▶ **Exercise brief**: Print all entries word for word.

[START OF Material for the task]

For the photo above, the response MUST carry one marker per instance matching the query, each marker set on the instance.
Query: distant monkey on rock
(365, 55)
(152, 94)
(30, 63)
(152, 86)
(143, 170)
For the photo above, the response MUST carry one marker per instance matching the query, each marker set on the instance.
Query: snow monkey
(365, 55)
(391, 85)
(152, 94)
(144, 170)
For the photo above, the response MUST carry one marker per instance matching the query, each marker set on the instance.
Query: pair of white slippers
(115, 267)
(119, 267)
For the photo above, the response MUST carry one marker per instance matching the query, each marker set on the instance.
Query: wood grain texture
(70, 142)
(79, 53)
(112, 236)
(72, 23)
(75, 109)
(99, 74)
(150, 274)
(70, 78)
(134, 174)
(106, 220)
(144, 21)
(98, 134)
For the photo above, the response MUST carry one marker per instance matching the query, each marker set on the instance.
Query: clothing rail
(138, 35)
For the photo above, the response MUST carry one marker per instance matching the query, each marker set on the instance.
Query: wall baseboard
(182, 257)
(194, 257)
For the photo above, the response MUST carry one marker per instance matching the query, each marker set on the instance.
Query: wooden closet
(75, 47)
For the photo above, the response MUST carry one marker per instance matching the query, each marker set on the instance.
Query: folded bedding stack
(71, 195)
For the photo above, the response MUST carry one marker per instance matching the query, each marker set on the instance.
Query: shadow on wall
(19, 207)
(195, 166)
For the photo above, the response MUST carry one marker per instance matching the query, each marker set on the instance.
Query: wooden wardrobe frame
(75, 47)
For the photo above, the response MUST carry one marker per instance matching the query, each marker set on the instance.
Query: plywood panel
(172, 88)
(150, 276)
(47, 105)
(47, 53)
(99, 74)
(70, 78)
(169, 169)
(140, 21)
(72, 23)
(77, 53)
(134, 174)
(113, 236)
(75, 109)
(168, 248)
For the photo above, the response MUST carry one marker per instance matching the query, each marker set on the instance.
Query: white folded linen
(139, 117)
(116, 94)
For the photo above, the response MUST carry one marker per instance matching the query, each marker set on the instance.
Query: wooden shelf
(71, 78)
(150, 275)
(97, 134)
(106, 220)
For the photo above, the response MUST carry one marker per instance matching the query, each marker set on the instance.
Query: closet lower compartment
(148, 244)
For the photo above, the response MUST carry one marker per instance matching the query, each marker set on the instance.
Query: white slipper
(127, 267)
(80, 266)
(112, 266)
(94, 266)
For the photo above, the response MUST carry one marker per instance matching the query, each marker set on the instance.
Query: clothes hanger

[END OF Material for the task]

▶ **The response**:
For the photo above, the response MUST carry one marker per instance matching the query, each marker set on the instance.
Query: distant monkey on rock
(365, 55)
(152, 94)
(30, 63)
(152, 86)
(143, 170)
For the photo above, the response MUST carry one marker per instance matching the query, each marker set on the instance.
Query: snow monkey
(365, 55)
(391, 85)
(152, 94)
(144, 170)
For the photo above, the response MUST carry one marker per instance matching the query, each marker set on the instance.
Query: pair of white slippers
(115, 267)
(119, 267)
For the photo above, the response MUST carry one marker per instance matching the query, each marker set on the instance.
Query: wood grain texture
(70, 142)
(79, 53)
(112, 236)
(72, 23)
(75, 109)
(99, 74)
(150, 274)
(70, 78)
(134, 174)
(106, 220)
(144, 21)
(98, 134)
For the photo above, the response MUST carry one marker per instance matching the query, each marker set on the instance.
Query: clothing rail
(138, 35)
For the photo above, the response MUST carry one marker per instance matching the query, each marker set on the instance.
Query: wall baseboard
(182, 257)
(194, 257)
For the photo above, the response MUST carry one marker per instance matching the query, each marker set on the instance.
Query: wooden closet
(75, 47)
For the photo above, the response MUST carry one marker per instance matching the query, each marker set on the instance.
Query: folded bedding stack
(71, 195)
For the photo above, the response MUST carry one marker per instance matching the query, each marker set on the instance.
Query: shadow on wall
(19, 207)
(195, 166)
For the photo above, the response MUST carry one marker per instance matching the query, each marker set on the instance.
Query: wooden wardrobe frame
(75, 47)
For the photo above, the response MUST carry one marker per instance matching the query, each marker set on the instance.
Query: plywood panel
(172, 88)
(150, 276)
(47, 105)
(47, 53)
(99, 74)
(70, 78)
(169, 169)
(140, 21)
(72, 23)
(77, 53)
(134, 174)
(113, 236)
(75, 109)
(168, 248)
For the photo above, the response MUST carry one marker per instance matching the query, each marker set on the instance.
Query: white folded linen
(139, 117)
(116, 94)
For the photo above, the response MUST carry one marker per instance matching the query, each marker set on the instance.
Query: wooden shelf
(71, 78)
(150, 275)
(97, 134)
(106, 220)
For the photo above, the response MUST carry one marker per instance matching the query, each marker set on the instance.
Query: closet lower compartment
(148, 244)
For the photo above, the response MUST carry one marker per instance matching the query, each marker set on the instance.
Query: white slipper
(127, 267)
(80, 266)
(112, 266)
(94, 266)
For the photo above, the response MUST carry one marker per instance matching the query, each marker set on the instance.
Query: clothes hanger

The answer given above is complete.